* **RECORDS SUPPLIED**

● ● ● ●

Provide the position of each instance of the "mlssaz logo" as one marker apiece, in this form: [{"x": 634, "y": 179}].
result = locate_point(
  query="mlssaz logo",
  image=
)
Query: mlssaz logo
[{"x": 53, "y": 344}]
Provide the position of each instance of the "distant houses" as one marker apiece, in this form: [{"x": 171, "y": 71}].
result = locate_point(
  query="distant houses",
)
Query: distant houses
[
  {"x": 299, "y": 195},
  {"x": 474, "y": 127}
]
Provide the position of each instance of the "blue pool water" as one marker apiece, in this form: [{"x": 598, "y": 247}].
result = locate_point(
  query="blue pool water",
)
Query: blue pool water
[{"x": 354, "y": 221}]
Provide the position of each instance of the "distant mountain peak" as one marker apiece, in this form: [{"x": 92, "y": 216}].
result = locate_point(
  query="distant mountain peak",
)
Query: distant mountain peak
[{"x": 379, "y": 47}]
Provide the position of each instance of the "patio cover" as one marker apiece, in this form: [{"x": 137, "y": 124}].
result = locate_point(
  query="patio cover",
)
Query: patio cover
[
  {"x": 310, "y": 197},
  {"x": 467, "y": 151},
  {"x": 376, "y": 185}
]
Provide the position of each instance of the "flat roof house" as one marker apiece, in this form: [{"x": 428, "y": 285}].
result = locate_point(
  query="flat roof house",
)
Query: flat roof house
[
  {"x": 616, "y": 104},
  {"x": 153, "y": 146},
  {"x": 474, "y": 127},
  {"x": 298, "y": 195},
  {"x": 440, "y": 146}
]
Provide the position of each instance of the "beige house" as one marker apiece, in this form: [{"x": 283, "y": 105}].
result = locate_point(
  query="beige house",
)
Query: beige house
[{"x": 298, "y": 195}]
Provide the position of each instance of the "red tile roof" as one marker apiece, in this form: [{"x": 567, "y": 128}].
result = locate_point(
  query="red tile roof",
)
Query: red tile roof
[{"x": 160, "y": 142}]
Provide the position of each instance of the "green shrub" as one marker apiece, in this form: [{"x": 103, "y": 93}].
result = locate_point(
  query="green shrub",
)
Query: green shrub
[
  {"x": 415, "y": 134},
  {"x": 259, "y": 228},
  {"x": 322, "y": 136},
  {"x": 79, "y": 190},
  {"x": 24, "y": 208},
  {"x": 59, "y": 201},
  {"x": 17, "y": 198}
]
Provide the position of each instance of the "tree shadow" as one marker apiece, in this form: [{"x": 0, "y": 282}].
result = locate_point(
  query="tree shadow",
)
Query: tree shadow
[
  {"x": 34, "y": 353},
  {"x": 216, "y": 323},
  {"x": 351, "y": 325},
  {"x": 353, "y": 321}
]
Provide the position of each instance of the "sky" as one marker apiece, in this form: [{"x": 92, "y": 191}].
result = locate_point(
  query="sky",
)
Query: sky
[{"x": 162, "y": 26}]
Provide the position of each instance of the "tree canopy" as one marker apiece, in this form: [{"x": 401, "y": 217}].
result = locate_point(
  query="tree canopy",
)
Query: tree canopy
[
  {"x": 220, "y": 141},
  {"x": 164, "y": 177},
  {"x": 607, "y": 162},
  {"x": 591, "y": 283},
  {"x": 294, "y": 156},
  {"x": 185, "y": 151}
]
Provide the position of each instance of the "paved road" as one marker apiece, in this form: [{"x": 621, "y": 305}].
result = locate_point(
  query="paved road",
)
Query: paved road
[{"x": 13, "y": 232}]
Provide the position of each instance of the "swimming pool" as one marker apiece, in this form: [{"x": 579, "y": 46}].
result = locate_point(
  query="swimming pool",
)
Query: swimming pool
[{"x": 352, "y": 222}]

● ● ● ●

* **PROBLEM TO SOLVE**
Write out the whole listing again. Match it word for word.

* **OUTPUT OF THE TASK**
Provide the position of each instance of the "mlssaz logo" as one marker apiece, in this form: [{"x": 634, "y": 179}].
result = locate_point(
  query="mlssaz logo",
  image=
)
Query: mlssaz logo
[{"x": 53, "y": 344}]
Provide the position of each instance of the "distant houses" as one marker apiece, in this form: [{"x": 171, "y": 71}].
result = locate_point(
  query="distant houses",
)
Query: distant houses
[
  {"x": 299, "y": 195},
  {"x": 474, "y": 127}
]
Provide the position of each instance of the "blue pool water" as one marker apiece, in this form: [{"x": 598, "y": 247}].
result = locate_point(
  query="blue pool water",
)
Query: blue pool water
[{"x": 354, "y": 221}]
Provide the position of each instance of the "distant mountain peak" as one marker apiece, in this form: [{"x": 92, "y": 216}].
result = locate_point(
  query="distant mountain peak",
)
Query: distant mountain peak
[{"x": 379, "y": 47}]
Provide the position of each instance of the "patio cover" as one marker apiece, in this form: [{"x": 137, "y": 124}].
result = locate_point(
  query="patio cover",
)
Query: patio cover
[
  {"x": 310, "y": 197},
  {"x": 467, "y": 151},
  {"x": 376, "y": 185}
]
Provide the position of each instance of the "flat roof house" as one marker apiece, in this form: [{"x": 428, "y": 285}].
result = locate_point(
  query="flat roof house",
)
Query: flat roof house
[
  {"x": 616, "y": 104},
  {"x": 153, "y": 146},
  {"x": 474, "y": 127},
  {"x": 298, "y": 195},
  {"x": 440, "y": 146}
]
Provide the position of each instance of the "beige house" as one marker apiece, in this form: [{"x": 283, "y": 105}].
result = locate_point(
  query="beige house",
)
Query: beige house
[{"x": 298, "y": 195}]
Provide the position of each instance of the "red tile roof" as one marker apiece, in this form: [{"x": 567, "y": 128}].
result = locate_point(
  query="red tile roof",
)
Query: red tile roof
[{"x": 160, "y": 142}]
Provide the position of each instance of the "green shrub" as one marker apiece, in this form: [{"x": 103, "y": 93}].
result = locate_point(
  query="green shrub",
)
Query: green shrub
[
  {"x": 415, "y": 134},
  {"x": 259, "y": 228},
  {"x": 322, "y": 136},
  {"x": 79, "y": 190},
  {"x": 24, "y": 208},
  {"x": 59, "y": 201},
  {"x": 17, "y": 198}
]
Provide the position of each instance of the "tree shadow" as one marker apiece, in this form: [{"x": 0, "y": 282}].
result = locate_point(
  query="tree shadow",
)
Query: tree shadow
[
  {"x": 34, "y": 353},
  {"x": 216, "y": 323},
  {"x": 351, "y": 325},
  {"x": 353, "y": 321}
]
Provide the position of each instance of the "sky" as one marker apiece, in this form: [{"x": 92, "y": 191}].
result = locate_point(
  query="sky",
)
Query: sky
[{"x": 162, "y": 26}]
Provide the position of each instance of the "tree canopy" as one marker apiece, in this form: [{"x": 401, "y": 217}].
result = locate_point(
  query="tree canopy",
)
Query: tree canopy
[
  {"x": 220, "y": 141},
  {"x": 164, "y": 177},
  {"x": 607, "y": 162},
  {"x": 591, "y": 283},
  {"x": 294, "y": 156},
  {"x": 185, "y": 151}
]
Provide the position of each instance of the "paved road" as one marker apiece, in this form: [{"x": 621, "y": 305}].
result = locate_point(
  query="paved road",
)
Query: paved road
[{"x": 13, "y": 232}]
Provide the position of each instance of the "swimming pool" as one marker apiece, in this form: [{"x": 579, "y": 46}].
result = locate_point(
  query="swimming pool",
)
Query: swimming pool
[{"x": 352, "y": 222}]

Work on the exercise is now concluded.